• To do:
- 1) List the topics that the DevOps article says it will look at.
- 2) Continue the article on DevOps as a service from its final paragraph.

• Article:
══════════
Development operations, commonly referred to as DevOps, is the combination of several vital IT services. It involves code development, deployment, and maintenance, along with application maintenance and management. All this to say, it’s what keeps the trains running on time when it comes to your software and processing systems. 

Key to that process are the DevOps teams and DevOps tools that sustain DevOps operations as a whole. As more teams commit to a remote model of working, so too have development teams changed how they work for companies. Now DevOps engineers are being utilized as a service instead of being hired as full-time IT employees for businesses. 

What does this mean for your business? It means you have access to the latest software and technological innovations through a DevOps team that acts as a service for your business. Now your tools and processes can be hosted on a virtual platform, allowing for continuous delivery and less time to market for your products and services. 

We’ll be taking a look at the best way to integrate DevOps into your existing business model, the benefits that will have for your company, and the best way to find a DevOps service provider that works for you.
══════════
• Data shown:

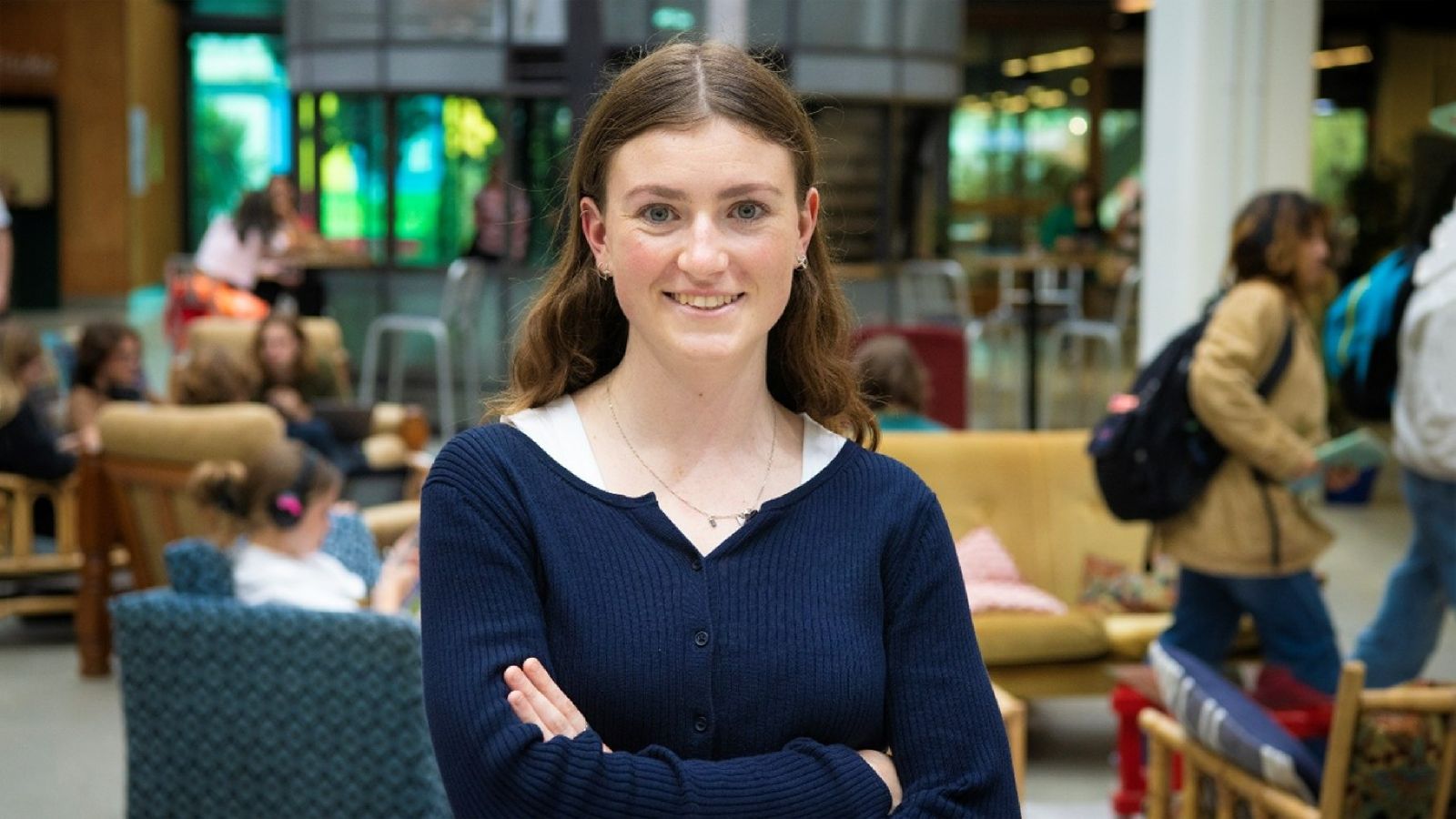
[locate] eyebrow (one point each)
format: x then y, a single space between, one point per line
725 194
══════════
• Results by task:
- 1)
- The best way to integrate DevOps into your existing business model
- The benefits that this will have for your company
- The best way to find a DevOps service provider that works for you

- 2)
DevOps Defined

DevOps is centered around two core tenets: automation and collaboration of processes. Those two tenets are responsible for a wide range of responsibilities under devops services. Each DevOps engineer is responsible for understanding the code, deploying it, and then monitoring its impact on the overall health of the infrastructure. 

DevOps is then responsible for collaborating with developers to optimize the code and mitigate any negative impact the code may have had. That’s where automation comes in — once the code is perfected, automation is key to reducing the time and errors between steps. 

Crucial to these steps is the deployment of the code. Since the process is never completely automated, it is prone to error. Therefore, the development process involves the operations team dealing with continuous deployment on top of managing deployment cycles between errors. Errors such as dependency, timeout errors, authorization errors are all common between deployments and require constant maintenance to lessen the impact of them and remove them completely with patches. 

Enter the DevOps as a service model. Instead of you as a business owner having your own pipeline of development, you have a team of DevOps professionals available to you as a service, instead of as staff or an IT department. 

As these processes become more advanced at a faster rate, it becomes more difficult for businesses to keep up with the technological processes and innovation needed to maintain a competitive advantage. Having a DevOps provider is pivotal to surviving and succeeding with tools and a delivery model that is constantly changing.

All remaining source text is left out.